EXERCISE DETAILS: According to the study excerpt, how many of the enrolled patients completed the study?

======== READING PASSAGE ========

We enrolled 148 patients; 73 were randomized to barnidipine+losartan and 75 to telmisartan+hydrochlorotiazide. One hundred and forty-one patients completed the study, and the results are presented in Table 2. Seven patients did not complete the study and the reasons for premature withdrawal included the following: lost to follow-up (three patients), cough (two patients) and withdrawal of consent (two patients).

Table 2 Effects of the two treatments on evaluated parameters

Blood pressure

There was a BP reduction in both groups, although the reduction was greater in the group treated with barnidipine+losartan (P<0.001 vs. baseline and P<0.01 vs. telmisartan+hydrochlorothiazide).

Insulin sensitivity and adipocytokines

Barnidipine+losartan increased the M value and GIR during the euglycemic hyperinsulinemic clamp (P<0.05 vs. baseline and vs. telmisartan+hydrochlorothiazide). Regarding the levels of adipocytokines, adiponectin was increased (P<0.05), and resistin and leptin were reduced from baseline with barnidipine+losartan (P<0.05 vs. baseline), but they were not decreased with telmisartan+hydrochlorothiazide. Visfatin and vaspin were reduced with barnidipine+losartan compared with baseline (P<0.05). The adipocytokine levels obtained with barnidipine+losartan were significantly better than those obtained with telmisartan+hydrochlorothiazide (P<0.05 for all parameters).

======== MATERIAL SHOWN ========

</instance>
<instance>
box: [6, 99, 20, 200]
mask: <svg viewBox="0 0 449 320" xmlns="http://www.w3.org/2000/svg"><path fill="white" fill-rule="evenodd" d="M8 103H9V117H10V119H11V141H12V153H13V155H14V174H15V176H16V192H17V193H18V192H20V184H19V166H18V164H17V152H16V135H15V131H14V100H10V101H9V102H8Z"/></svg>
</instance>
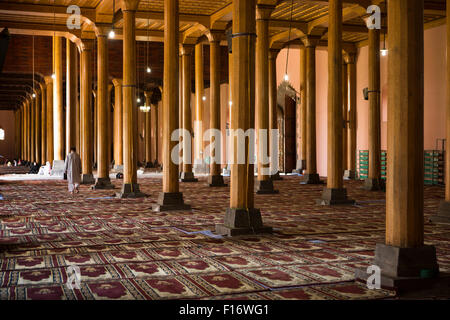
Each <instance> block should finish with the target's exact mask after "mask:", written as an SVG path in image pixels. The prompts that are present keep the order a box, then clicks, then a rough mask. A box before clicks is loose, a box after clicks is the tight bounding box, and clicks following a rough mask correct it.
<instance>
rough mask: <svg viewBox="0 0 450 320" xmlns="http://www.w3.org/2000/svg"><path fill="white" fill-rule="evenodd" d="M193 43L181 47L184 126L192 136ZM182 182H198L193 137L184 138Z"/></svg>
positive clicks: (193, 46) (183, 125) (182, 127)
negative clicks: (191, 44) (192, 68)
mask: <svg viewBox="0 0 450 320" xmlns="http://www.w3.org/2000/svg"><path fill="white" fill-rule="evenodd" d="M193 50H194V46H193V45H188V44H184V45H183V47H182V49H181V62H182V64H181V65H182V68H181V75H182V77H181V78H182V99H181V100H182V106H183V109H182V110H183V117H182V118H183V126H182V128H183V129H184V130H186V131H188V132H189V134H190V135H191V136H192V113H191V81H192V76H191V68H192V62H191V61H192V52H193ZM180 181H181V182H197V181H198V180H197V179H196V178H195V177H194V173H193V172H192V139H191V140H190V141H187V140H184V138H183V170H182V171H181V175H180Z"/></svg>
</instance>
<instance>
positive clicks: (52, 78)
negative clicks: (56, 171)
mask: <svg viewBox="0 0 450 320" xmlns="http://www.w3.org/2000/svg"><path fill="white" fill-rule="evenodd" d="M45 84H46V85H47V103H46V105H47V161H48V162H50V165H53V154H54V153H53V78H52V77H51V76H48V77H45Z"/></svg>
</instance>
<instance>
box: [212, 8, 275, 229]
mask: <svg viewBox="0 0 450 320" xmlns="http://www.w3.org/2000/svg"><path fill="white" fill-rule="evenodd" d="M255 12H256V3H255V0H235V1H233V40H232V41H233V44H232V46H233V72H232V74H233V80H232V91H233V94H232V96H233V106H232V111H231V129H232V130H234V131H235V130H238V129H241V130H243V131H244V132H245V131H247V129H249V128H253V126H254V122H255V117H254V112H255V107H254V104H255V82H254V81H255V40H256V39H255V33H256V23H255V20H256V16H255ZM231 139H232V147H233V149H234V159H232V164H231V180H230V181H231V186H230V208H228V209H227V212H226V215H225V220H224V224H223V225H217V226H216V232H217V233H218V234H226V235H230V236H233V235H239V234H252V233H255V232H257V233H263V232H271V228H270V227H264V226H263V223H262V218H261V213H260V211H259V210H258V209H255V208H254V199H253V193H254V191H253V184H254V183H253V181H254V171H253V170H254V169H253V165H252V164H250V163H249V157H250V156H253V154H250V152H249V147H250V145H249V144H250V143H254V141H248V140H252V139H248V140H247V141H243V140H242V139H239V140H241V142H238V137H237V136H236V135H234V132H232V133H231ZM242 147H244V148H242ZM239 148H241V150H240V151H241V152H245V161H244V163H241V164H239V163H238V156H237V153H238V149H239Z"/></svg>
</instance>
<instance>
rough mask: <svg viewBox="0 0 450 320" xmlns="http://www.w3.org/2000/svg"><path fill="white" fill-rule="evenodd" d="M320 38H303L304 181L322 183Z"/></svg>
mask: <svg viewBox="0 0 450 320" xmlns="http://www.w3.org/2000/svg"><path fill="white" fill-rule="evenodd" d="M318 41H319V38H318V37H313V36H308V37H305V38H304V39H303V43H304V45H305V51H306V97H305V99H306V170H305V175H304V178H303V179H302V183H305V184H321V183H322V181H321V180H320V177H319V174H318V173H317V148H316V46H317V44H318Z"/></svg>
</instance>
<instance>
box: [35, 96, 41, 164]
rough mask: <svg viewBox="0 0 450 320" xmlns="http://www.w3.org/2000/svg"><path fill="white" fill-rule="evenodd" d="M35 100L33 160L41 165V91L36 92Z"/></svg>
mask: <svg viewBox="0 0 450 320" xmlns="http://www.w3.org/2000/svg"><path fill="white" fill-rule="evenodd" d="M34 100H35V109H34V114H35V122H34V123H35V124H34V132H35V133H34V139H35V140H34V154H35V156H34V158H35V160H36V162H37V163H39V164H41V163H42V159H41V91H40V90H36V98H35V99H34Z"/></svg>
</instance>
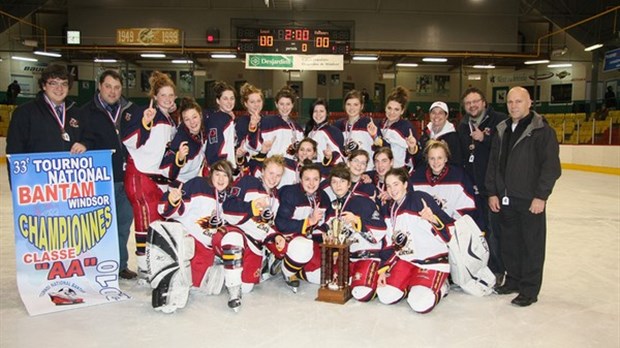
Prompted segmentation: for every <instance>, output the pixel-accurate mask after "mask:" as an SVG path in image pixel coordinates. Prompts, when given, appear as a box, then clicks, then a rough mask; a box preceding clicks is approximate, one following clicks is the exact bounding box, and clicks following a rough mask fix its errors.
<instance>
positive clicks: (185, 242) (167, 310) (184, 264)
mask: <svg viewBox="0 0 620 348" xmlns="http://www.w3.org/2000/svg"><path fill="white" fill-rule="evenodd" d="M193 256H194V239H193V238H191V237H190V236H189V235H188V234H187V231H185V228H183V225H181V224H180V223H178V222H172V221H155V222H153V223H151V225H150V226H149V231H148V239H147V243H146V262H147V266H148V272H149V280H150V283H151V288H152V289H153V294H152V305H153V308H154V309H155V310H157V311H162V312H164V313H172V312H174V311H176V310H177V309H178V308H184V307H185V305H186V304H187V298H188V297H189V289H190V287H191V285H192V276H191V269H190V262H189V260H190V259H191V258H192V257H193Z"/></svg>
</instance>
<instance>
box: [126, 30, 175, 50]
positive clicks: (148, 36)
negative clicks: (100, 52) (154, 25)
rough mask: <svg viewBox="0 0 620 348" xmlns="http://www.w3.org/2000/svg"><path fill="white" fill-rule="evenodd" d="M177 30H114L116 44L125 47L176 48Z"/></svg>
mask: <svg viewBox="0 0 620 348" xmlns="http://www.w3.org/2000/svg"><path fill="white" fill-rule="evenodd" d="M180 41H181V40H180V35H179V29H171V28H125V29H116V44H117V45H127V46H177V45H180Z"/></svg>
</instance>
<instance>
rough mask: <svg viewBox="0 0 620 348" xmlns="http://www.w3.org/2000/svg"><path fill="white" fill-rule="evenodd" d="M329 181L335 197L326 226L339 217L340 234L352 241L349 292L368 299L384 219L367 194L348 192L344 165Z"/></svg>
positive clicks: (364, 300) (332, 221)
mask: <svg viewBox="0 0 620 348" xmlns="http://www.w3.org/2000/svg"><path fill="white" fill-rule="evenodd" d="M328 180H329V182H330V187H331V189H332V191H333V192H334V193H335V196H336V199H334V200H333V201H332V208H333V211H332V212H333V214H330V215H329V216H328V222H327V224H328V226H333V221H334V219H337V220H340V223H341V224H343V226H344V228H343V229H344V230H345V232H344V233H347V234H350V237H349V238H350V239H351V240H352V241H353V243H352V244H351V247H350V252H351V253H350V259H351V263H350V272H349V274H351V275H352V276H351V294H352V295H353V297H354V298H355V299H357V300H358V301H363V302H366V301H370V300H371V299H372V298H373V297H374V295H375V291H376V288H377V277H378V272H377V271H378V269H379V261H380V259H379V252H380V250H381V249H382V246H383V238H384V237H385V232H386V229H385V222H384V221H383V219H382V217H381V215H380V214H379V211H378V209H377V206H376V205H375V204H374V202H373V201H372V200H370V199H369V198H367V197H364V196H360V195H356V194H353V193H352V192H351V188H352V184H351V172H350V171H349V169H348V168H347V167H346V166H345V165H344V164H340V165H336V166H335V167H334V168H333V169H332V171H331V173H330V175H329V179H328Z"/></svg>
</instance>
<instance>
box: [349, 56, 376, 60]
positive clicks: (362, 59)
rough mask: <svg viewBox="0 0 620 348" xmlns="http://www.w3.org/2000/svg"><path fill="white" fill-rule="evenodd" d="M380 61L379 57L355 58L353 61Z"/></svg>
mask: <svg viewBox="0 0 620 348" xmlns="http://www.w3.org/2000/svg"><path fill="white" fill-rule="evenodd" d="M378 59H379V57H378V56H353V60H363V61H375V60H378Z"/></svg>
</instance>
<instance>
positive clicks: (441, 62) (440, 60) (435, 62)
mask: <svg viewBox="0 0 620 348" xmlns="http://www.w3.org/2000/svg"><path fill="white" fill-rule="evenodd" d="M422 61H424V62H431V63H445V62H447V61H448V58H438V57H427V58H422Z"/></svg>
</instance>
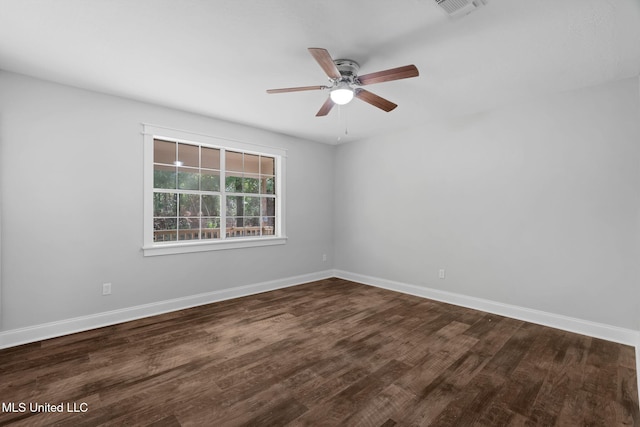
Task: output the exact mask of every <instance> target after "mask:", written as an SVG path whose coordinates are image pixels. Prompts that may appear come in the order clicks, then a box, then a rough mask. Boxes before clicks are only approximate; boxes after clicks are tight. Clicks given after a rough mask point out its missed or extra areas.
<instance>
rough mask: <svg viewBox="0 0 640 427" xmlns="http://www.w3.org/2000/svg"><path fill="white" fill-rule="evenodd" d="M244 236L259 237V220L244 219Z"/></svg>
mask: <svg viewBox="0 0 640 427" xmlns="http://www.w3.org/2000/svg"><path fill="white" fill-rule="evenodd" d="M244 235H245V236H259V235H260V218H258V217H249V218H246V217H245V219H244Z"/></svg>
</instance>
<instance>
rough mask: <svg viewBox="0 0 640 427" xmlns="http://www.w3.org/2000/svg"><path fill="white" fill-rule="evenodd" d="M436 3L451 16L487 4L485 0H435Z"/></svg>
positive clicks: (462, 14)
mask: <svg viewBox="0 0 640 427" xmlns="http://www.w3.org/2000/svg"><path fill="white" fill-rule="evenodd" d="M436 3H438V5H439V6H440V7H441V8H443V9H444V10H445V12H447V13H448V14H449V16H451V17H457V16H462V15H466V14H468V13H471V12H473V11H474V10H476V9H477V8H479V7H480V6H484V5H485V4H487V0H436Z"/></svg>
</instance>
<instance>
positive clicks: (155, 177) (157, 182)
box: [153, 165, 176, 189]
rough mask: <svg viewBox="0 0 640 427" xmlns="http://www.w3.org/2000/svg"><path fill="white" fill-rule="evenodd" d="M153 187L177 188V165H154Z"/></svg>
mask: <svg viewBox="0 0 640 427" xmlns="http://www.w3.org/2000/svg"><path fill="white" fill-rule="evenodd" d="M153 188H170V189H174V188H176V168H175V166H165V165H154V166H153Z"/></svg>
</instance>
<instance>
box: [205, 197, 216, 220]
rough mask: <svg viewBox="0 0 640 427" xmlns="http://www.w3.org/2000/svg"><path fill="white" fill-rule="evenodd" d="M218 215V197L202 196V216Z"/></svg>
mask: <svg viewBox="0 0 640 427" xmlns="http://www.w3.org/2000/svg"><path fill="white" fill-rule="evenodd" d="M219 215H220V196H202V216H219Z"/></svg>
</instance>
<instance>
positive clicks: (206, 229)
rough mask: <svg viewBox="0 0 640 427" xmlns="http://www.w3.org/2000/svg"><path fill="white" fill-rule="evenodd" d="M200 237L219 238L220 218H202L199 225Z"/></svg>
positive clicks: (219, 229)
mask: <svg viewBox="0 0 640 427" xmlns="http://www.w3.org/2000/svg"><path fill="white" fill-rule="evenodd" d="M200 238H201V239H219V238H220V218H219V217H208V218H202V222H201V225H200Z"/></svg>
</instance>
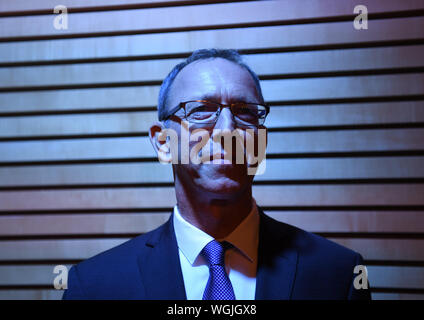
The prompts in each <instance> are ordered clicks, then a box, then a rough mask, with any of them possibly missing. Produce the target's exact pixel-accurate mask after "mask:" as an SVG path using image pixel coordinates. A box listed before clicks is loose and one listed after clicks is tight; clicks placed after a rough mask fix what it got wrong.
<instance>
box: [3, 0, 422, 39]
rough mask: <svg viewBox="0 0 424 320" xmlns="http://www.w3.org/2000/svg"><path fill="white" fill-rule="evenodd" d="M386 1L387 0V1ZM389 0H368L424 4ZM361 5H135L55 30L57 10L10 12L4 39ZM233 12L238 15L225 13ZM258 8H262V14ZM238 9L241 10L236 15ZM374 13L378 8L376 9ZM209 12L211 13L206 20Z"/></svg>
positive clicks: (411, 7) (183, 24) (291, 3)
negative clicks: (39, 14) (9, 15)
mask: <svg viewBox="0 0 424 320" xmlns="http://www.w3.org/2000/svg"><path fill="white" fill-rule="evenodd" d="M386 1H387V0H386ZM389 2H390V3H389V4H384V5H382V4H376V3H375V2H373V1H365V3H362V4H366V5H369V6H370V8H369V9H368V10H370V12H373V11H374V10H375V11H377V12H387V11H398V10H416V9H424V3H423V2H422V1H412V2H411V3H409V4H402V3H401V2H399V1H396V0H389ZM356 5H357V3H356V2H355V1H354V0H348V1H343V2H340V1H335V0H324V1H323V2H320V4H319V5H318V4H317V3H309V4H308V5H305V4H304V3H302V2H297V3H295V4H293V3H290V2H286V1H265V2H263V1H253V2H240V3H226V4H208V5H202V6H184V7H168V8H153V9H135V10H134V9H133V10H119V11H103V12H88V13H74V14H71V16H70V21H69V28H68V29H59V30H56V29H55V28H54V27H53V19H54V15H39V16H27V17H5V18H2V19H1V20H0V38H4V37H6V38H9V37H25V36H27V37H28V36H40V35H58V36H62V35H64V34H77V35H80V34H84V33H102V32H114V33H115V32H125V31H128V30H137V31H145V32H146V31H147V32H149V31H153V30H154V31H162V32H164V31H165V32H166V31H167V30H169V29H183V28H202V27H208V28H209V29H213V28H215V27H219V26H222V25H238V24H254V23H266V22H268V23H269V22H274V21H290V20H298V21H301V20H304V19H311V18H312V19H314V18H320V19H325V18H327V17H332V16H339V15H348V16H352V15H353V8H354V7H355V6H356ZM222 12H232V13H234V14H222ZM258 12H261V14H260V15H258ZM235 13H237V14H235ZM373 13H375V12H373ZM204 17H208V19H205V18H204Z"/></svg>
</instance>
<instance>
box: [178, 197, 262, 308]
mask: <svg viewBox="0 0 424 320" xmlns="http://www.w3.org/2000/svg"><path fill="white" fill-rule="evenodd" d="M173 222H174V229H175V236H176V239H177V244H178V251H179V255H180V263H181V270H182V274H183V279H184V286H185V290H186V296H187V299H188V300H202V298H203V292H204V291H205V288H206V284H207V282H208V279H209V266H208V264H207V262H206V261H205V259H204V258H203V256H202V255H200V252H201V251H202V250H203V248H204V247H205V246H206V244H208V243H209V242H210V241H212V240H213V239H214V238H213V237H211V236H210V235H209V234H207V233H205V232H203V231H202V230H200V229H199V228H197V227H195V226H193V225H192V224H191V223H189V222H188V221H186V220H185V219H184V218H183V217H182V216H181V214H180V212H179V210H178V207H177V206H175V207H174V217H173ZM216 240H218V241H228V242H230V243H231V244H232V245H233V246H234V248H230V249H228V250H227V251H226V253H225V269H226V271H227V274H228V276H229V278H230V281H231V284H232V286H233V289H234V295H235V297H236V299H237V300H254V299H255V290H256V267H257V262H258V241H259V213H258V208H257V206H256V202H255V201H254V200H253V205H252V210H251V211H250V213H249V214H248V216H247V217H246V218H245V219H244V220H243V221H242V222H241V223H240V224H239V225H238V226H237V227H236V229H234V231H233V232H232V233H231V234H229V235H228V236H227V237H225V238H224V239H216Z"/></svg>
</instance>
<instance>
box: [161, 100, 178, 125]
mask: <svg viewBox="0 0 424 320" xmlns="http://www.w3.org/2000/svg"><path fill="white" fill-rule="evenodd" d="M181 108H182V103H179V104H178V105H177V106H175V108H172V109H171V110H169V111H168V112H167V115H166V116H165V117H162V119H159V120H160V121H165V120H168V119H169V117H171V116H172V115H173V114H174V113H175V112H177V111H178V110H179V109H181Z"/></svg>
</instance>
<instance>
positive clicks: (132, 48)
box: [0, 17, 424, 63]
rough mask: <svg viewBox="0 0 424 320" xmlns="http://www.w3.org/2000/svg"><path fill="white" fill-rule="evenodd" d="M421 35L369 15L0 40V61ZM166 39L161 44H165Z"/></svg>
mask: <svg viewBox="0 0 424 320" xmlns="http://www.w3.org/2000/svg"><path fill="white" fill-rule="evenodd" d="M423 37H424V18H422V17H416V18H398V19H383V20H369V21H368V30H367V31H366V32H358V30H355V29H354V28H353V24H352V21H348V22H332V23H318V24H304V25H290V26H271V27H252V28H238V29H237V28H236V29H227V30H207V31H191V32H172V33H158V34H141V35H130V36H116V37H97V38H82V39H63V40H54V41H25V42H11V43H6V42H4V43H0V61H1V62H3V63H6V62H9V63H10V62H23V61H25V62H29V61H52V60H69V59H93V58H110V57H121V58H125V59H128V58H129V57H134V56H147V55H170V54H181V53H183V54H188V53H189V52H191V51H194V50H196V49H200V48H234V49H243V50H246V49H254V50H257V49H270V48H279V49H280V50H284V49H289V48H293V47H310V46H329V45H346V44H349V43H352V44H354V43H356V44H361V43H362V44H367V43H370V42H375V41H398V40H402V41H406V40H417V39H422V38H423ZM165 44H166V45H165ZM81 48H84V50H81Z"/></svg>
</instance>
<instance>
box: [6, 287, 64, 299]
mask: <svg viewBox="0 0 424 320" xmlns="http://www.w3.org/2000/svg"><path fill="white" fill-rule="evenodd" d="M62 295H63V290H54V289H41V290H40V289H17V290H0V300H60V299H62Z"/></svg>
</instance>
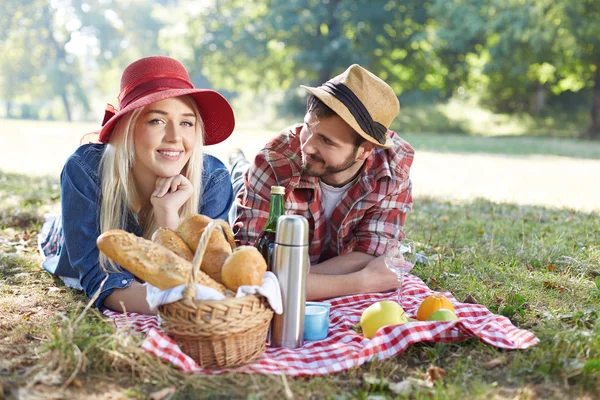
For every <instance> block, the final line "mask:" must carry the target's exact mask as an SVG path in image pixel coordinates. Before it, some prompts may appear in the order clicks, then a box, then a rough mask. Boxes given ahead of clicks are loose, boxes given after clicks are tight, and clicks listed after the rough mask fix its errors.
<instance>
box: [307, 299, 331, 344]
mask: <svg viewBox="0 0 600 400" xmlns="http://www.w3.org/2000/svg"><path fill="white" fill-rule="evenodd" d="M328 330H329V307H328V305H312V304H310V303H307V304H306V308H305V309H304V340H321V339H325V338H326V337H327V331H328Z"/></svg>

========

EXERCISE OUTPUT: One hundred and forty-one patients completed the study.